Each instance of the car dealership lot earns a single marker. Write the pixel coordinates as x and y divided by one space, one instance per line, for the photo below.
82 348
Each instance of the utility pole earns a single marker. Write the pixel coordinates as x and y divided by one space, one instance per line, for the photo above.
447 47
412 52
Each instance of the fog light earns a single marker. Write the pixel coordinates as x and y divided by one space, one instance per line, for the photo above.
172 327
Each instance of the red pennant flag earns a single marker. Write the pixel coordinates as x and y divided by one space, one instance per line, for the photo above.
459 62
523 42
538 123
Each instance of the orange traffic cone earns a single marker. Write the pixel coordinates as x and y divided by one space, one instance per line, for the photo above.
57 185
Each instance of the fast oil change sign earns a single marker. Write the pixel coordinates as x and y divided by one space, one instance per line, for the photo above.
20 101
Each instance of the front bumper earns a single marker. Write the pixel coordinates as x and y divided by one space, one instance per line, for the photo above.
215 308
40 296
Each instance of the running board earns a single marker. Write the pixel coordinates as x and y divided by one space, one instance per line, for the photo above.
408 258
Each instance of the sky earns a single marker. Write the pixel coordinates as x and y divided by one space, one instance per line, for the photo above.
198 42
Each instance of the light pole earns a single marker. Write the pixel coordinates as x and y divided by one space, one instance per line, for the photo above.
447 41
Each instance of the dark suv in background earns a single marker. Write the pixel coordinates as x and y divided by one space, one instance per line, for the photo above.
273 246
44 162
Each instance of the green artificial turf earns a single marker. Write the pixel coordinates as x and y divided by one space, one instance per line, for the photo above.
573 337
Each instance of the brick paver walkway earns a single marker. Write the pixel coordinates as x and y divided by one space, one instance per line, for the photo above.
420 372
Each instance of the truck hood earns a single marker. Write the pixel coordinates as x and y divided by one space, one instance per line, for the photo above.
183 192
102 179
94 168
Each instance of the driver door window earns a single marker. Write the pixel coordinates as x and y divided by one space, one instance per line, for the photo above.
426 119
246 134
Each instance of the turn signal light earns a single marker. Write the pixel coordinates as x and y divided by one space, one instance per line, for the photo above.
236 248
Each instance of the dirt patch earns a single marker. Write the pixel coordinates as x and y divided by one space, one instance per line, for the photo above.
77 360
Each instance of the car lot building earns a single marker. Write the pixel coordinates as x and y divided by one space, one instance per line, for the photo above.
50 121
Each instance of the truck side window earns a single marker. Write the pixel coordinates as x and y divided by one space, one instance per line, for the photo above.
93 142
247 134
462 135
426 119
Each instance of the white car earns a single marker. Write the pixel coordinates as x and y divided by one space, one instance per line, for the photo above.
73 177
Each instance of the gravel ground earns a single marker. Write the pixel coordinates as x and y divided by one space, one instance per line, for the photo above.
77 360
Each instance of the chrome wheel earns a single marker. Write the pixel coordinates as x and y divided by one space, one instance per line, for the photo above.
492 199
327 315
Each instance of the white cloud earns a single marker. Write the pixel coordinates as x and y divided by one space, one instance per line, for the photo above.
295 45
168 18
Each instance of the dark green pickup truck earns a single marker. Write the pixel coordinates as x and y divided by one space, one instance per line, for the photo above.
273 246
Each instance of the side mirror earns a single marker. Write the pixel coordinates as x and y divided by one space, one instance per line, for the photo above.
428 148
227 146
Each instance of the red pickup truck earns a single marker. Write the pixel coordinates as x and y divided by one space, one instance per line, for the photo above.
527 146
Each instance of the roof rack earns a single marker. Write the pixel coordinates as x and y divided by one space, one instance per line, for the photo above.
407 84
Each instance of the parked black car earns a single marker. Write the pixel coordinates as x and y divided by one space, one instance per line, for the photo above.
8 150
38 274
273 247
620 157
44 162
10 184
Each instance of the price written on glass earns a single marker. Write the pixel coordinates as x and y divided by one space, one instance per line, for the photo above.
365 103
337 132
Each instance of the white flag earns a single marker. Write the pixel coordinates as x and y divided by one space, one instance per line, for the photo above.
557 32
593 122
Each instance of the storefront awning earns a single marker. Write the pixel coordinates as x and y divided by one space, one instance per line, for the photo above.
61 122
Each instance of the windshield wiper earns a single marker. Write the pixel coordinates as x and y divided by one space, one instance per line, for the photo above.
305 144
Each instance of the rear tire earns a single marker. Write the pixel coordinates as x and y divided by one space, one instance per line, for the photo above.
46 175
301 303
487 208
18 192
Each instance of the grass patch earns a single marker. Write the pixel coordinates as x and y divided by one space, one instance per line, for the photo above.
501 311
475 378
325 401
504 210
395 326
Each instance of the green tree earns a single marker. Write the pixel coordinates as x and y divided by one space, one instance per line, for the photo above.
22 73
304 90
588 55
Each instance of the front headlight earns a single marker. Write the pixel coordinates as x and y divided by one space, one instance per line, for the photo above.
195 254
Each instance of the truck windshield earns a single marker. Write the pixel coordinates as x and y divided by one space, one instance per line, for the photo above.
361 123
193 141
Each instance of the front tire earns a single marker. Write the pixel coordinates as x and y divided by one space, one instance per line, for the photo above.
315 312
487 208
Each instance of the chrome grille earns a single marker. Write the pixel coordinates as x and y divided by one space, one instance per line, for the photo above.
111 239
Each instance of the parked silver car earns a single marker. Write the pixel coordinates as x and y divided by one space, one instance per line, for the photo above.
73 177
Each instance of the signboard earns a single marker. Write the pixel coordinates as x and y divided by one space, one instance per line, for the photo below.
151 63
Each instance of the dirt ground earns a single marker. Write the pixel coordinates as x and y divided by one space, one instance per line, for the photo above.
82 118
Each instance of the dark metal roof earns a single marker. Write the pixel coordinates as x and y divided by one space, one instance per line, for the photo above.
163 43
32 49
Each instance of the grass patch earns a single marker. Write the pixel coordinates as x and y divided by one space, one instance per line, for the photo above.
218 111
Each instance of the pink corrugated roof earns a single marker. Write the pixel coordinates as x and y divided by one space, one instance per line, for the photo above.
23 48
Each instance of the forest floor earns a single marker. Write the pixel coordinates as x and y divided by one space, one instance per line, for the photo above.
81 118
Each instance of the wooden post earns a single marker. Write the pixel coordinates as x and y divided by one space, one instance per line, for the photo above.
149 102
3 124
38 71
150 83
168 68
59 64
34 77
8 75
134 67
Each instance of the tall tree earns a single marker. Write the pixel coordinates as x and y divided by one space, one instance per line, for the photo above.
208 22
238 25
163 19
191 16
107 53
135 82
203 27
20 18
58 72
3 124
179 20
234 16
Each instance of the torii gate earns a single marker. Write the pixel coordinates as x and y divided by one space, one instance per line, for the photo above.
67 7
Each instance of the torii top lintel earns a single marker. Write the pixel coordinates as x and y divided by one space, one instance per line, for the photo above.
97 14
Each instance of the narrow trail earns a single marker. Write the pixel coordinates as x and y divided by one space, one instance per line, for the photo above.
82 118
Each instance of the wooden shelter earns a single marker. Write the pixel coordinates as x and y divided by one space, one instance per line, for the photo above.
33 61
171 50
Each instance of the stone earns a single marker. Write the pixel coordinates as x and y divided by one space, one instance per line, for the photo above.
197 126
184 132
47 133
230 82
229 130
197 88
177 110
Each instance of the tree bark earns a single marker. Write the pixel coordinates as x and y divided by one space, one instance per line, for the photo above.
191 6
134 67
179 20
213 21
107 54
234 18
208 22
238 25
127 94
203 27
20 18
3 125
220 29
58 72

========

When you copy the material, keep every line exactly as it stands.

Each instance of the car dealership lot earns a single marker. Write the pixel coordinates as x and y divided by one space, one instance per line, for the photo below.
82 348
Each instance of the utility pole earns a single marker. Write the pixel coordinates as x and y divided by one space, one instance per line, for the photo above.
447 47
412 52
Each instance of the fog light earns a single marker. Write the pixel coordinates as x and y divided by one space, one instance per line, for the photo above.
172 327
Each instance of the red pennant flag earns a single marker. Write the pixel coordinates as x and y divided by one space, one instance per line, for the photo above.
459 62
523 42
538 123
Each instance of the orange traffic cone earns a single marker. Write the pixel coordinates as x and y divided by one space, one instance per line, for the photo above.
57 185
Each instance of the fast oil change sign earns a single marker. Write the pixel coordinates as x and y divided by one space, one instance per line, for the photo above.
20 101
Each instance of the front bumper earns a single marker. Write the pixel coordinates as x and y divided by one space, one instance per line, for the photo above.
215 308
40 296
Each instance of the running board earns a single marker. Write the pixel coordinates as x and y divided by one space, one instance per line, for the photo above.
408 258
Each instance of the sky earns a single marker. Write the pixel coordinates as x and y divided by one space, one instance per line, for the photo above.
198 42
Each instance of the light pole earns a single marker. Write the pixel coordinates as x and y divided by one space, one instance per line, for the photo above.
447 41
Each instance of the dark suv in background earns a single marker. Write the pixel coordinates as x and y divided by one space, one instance per line, for the photo above.
273 246
44 162
Each instance of the green artificial turf earns a single marker. Write the pixel coordinates as x and y divided by one space, one instance per line, for the photo above.
573 337
Each instance of the brick paver walkway earns a single marker. Write the pixel coordinates as x and y divided by one space, one instance per line, for the photo above.
420 372
Each instance of the truck hood earns a single marker. Write the pixel coordinates as x and y divided by one space, one instance per line, for the photo above.
183 192
102 179
94 168
Each instance of the driver door window earns a single marker. Write the pixel coordinates as x and y divided by one space, one instance per line, for the photo above.
426 119
246 134
Each instance of the turn signal light earns a single marker. Write the pixel coordinates as x and y divided by one space, one instance per line, for the photo above.
236 248
Each instance of the dirt patch earns a single marker. Write the pixel coordinates as x and y divided by one space, one instance per line, for the photo above.
77 360
Each instance of the car lot building earns a single marker. Write the pixel coordinates as x and y divided by one space, one instance per line, for the photo above.
50 121
Each instance of the truck side window earns a single marker. Write the pixel coordinates as x and y divided by one space, one instance per line, for the photo above.
93 142
247 134
462 135
426 119
Each instance of the white car earns a single marker. Write the pixel coordinates as x and y divided by one space, one instance per line, for the photo above.
73 177
Each instance of the gravel ground earns a single marker. Write the pixel coordinates as x and y divided by one space, one instance per line, for the photo above.
77 360
Each instance of the chrome wheel earns a single marker. Write the pixel coordinates as x and y divided by one space, one instance per line, for the photo above.
492 199
327 315
Each instance of the white cloud earns a single marker. Write the pixel coordinates as x and y divided by one space, one instance per line, for the photo above.
295 45
168 18
Each instance of the dark green pickup truck earns a single marker. Write the pixel coordinates as x and y divided by one space, one instance per line, for the photo above.
273 246
Each instance of the side mirror earns a single marker. Write the pixel coordinates as x and y divided by one space, one instance per line, for the photo above.
428 148
227 146
Each instance of the red pickup truck earns a single marker. Write the pixel coordinates as x and y divided by one space, one instance per line, for the photo above.
527 146
Each instance of the roof rack earns a single marker. Write the pixel coordinates as x and y divided by one space, one instance per line, for the photo above.
407 84
Each instance of the parked black car earns a single marker. Write the pixel coordinates as x and y divided by one space, one instance per line, for the photo above.
8 150
38 274
273 247
620 157
44 162
10 184
Each instance of the price written on glass earns a single marker. Write the pixel coordinates as x and y divided by one space, one instance per line, for the photo above.
365 103
337 132
Each instance of the white flag earns a single marker. Write the pixel coordinates as x and y divided by one space, one instance per line, for the photo above.
557 32
593 122
Each instance of the storefront awning earns a single marker. Write the pixel coordinates as x and y divided by one space, one instance per line, for the photo above.
61 122
Each instance of the windshield wiper earns a single marker. Write the pixel coordinates as x and y divided by one space, one instance per line, for the photo above.
305 144
Each instance of the rear tire earns a single marker. Write the pixel coordinates as x and y divided by one space, one instance per line, for the photo above.
46 175
301 303
487 208
18 192
Each instance of the grass patch earns a single marker. Write the pixel coordinates as x and y divided by one space, one instance per line, for the photo above.
501 311
475 378
325 401
504 210
395 326
Each instance of the green tree earns a single marker. Write the pixel coordinates as x and y divided by one space, one instance per line, for the photo above.
22 73
304 90
588 55
Each instance of the front headlight earns a single marker. Write the pixel coordinates as x and y divided by one space, one instance per line, for the photo above.
195 254
Each instance of the truck windshield earns a single marker. Write the pixel coordinates as x and y divided by one space, one instance per line, for the photo above.
361 123
193 141
Each instance of the front tire earns a single marker. Write the pixel coordinates as x and y divided by one space, one instance per line, for the photo above.
315 312
487 208
Each instance of the chrome grille earns a single marker. Write the pixel coordinates as x and y divided by one space, one instance per line, for the photo above.
111 239
Each instance of the parked silver car earns a single marker. Write the pixel coordinates as x and y divided by one space, one instance per line, for the photo above.
73 177
Each instance of the signboard earns a single marker. Write the pixel coordinates as x and y divided by one space, one instance per line, for the photo below.
151 63
Each instance of the dirt ground earns a single marker. Write the pixel coordinates as x and y divided by one space, one instance per line, for the photo above.
82 118
Each instance of the dark metal roof earns a single marker. Write the pixel coordinates as x and y divided by one space, one instance per line, for the photo above.
163 43
32 49
Each instance of the grass patch earns a single marker. Write the pixel coordinates as x and y divided by one space, one instance per line, for the photo above.
218 111
Each instance of the pink corrugated roof earns a single marker. Write the pixel coordinates as x and y divided by one space, one instance per line, for the photo above.
23 48
Each instance of the forest floor earns a single marker. Write the pixel coordinates as x and y divided by one space, one instance per line, for the photo above.
81 118
Each instance of the wooden post earns a single marker. Write the pixel coordinates as x and y divided by one space, one instance per line, for the photo above.
149 102
3 124
38 71
150 83
168 68
59 64
34 77
8 75
134 67
Each instance of the tall tree earns a single marker. Write the pixel coordinates as x and y divided by one space, one instance per line, for the photo above.
208 22
238 25
163 19
191 16
107 53
135 82
203 27
20 18
58 72
3 124
179 20
234 16
Each instance of the torii gate earns a single marker. Write the pixel coordinates as x and y divided by one space, one instance per line, for the photo above.
67 7
Each instance of the torii top lintel earns a single marker. Write the pixel coordinates as x and y divided by one space, one instance per line, for the photo above.
97 14
Each instance of the narrow trail earns a single marker. Write the pixel coordinates as x and y divided by one space, one instance per line, for the photo above.
82 118
Each instance of the wooden shelter earns a single marker. Write the pixel coordinates as x and y divided by one space, one instance per line, for the photo above.
33 61
171 50
Each instance of the stone earns a single marker. Write the pixel coordinates as x and y divided by one space, one instance per line, for the photo above.
197 126
184 132
47 133
230 82
229 130
197 88
177 110
Each instance of the tree bark earns a single marker. Write the pixel coordinates as x and y divided by one space, one instance per line, for the photo above.
191 6
134 67
179 20
213 21
107 54
234 18
208 22
238 25
127 94
203 27
20 18
3 125
220 29
58 72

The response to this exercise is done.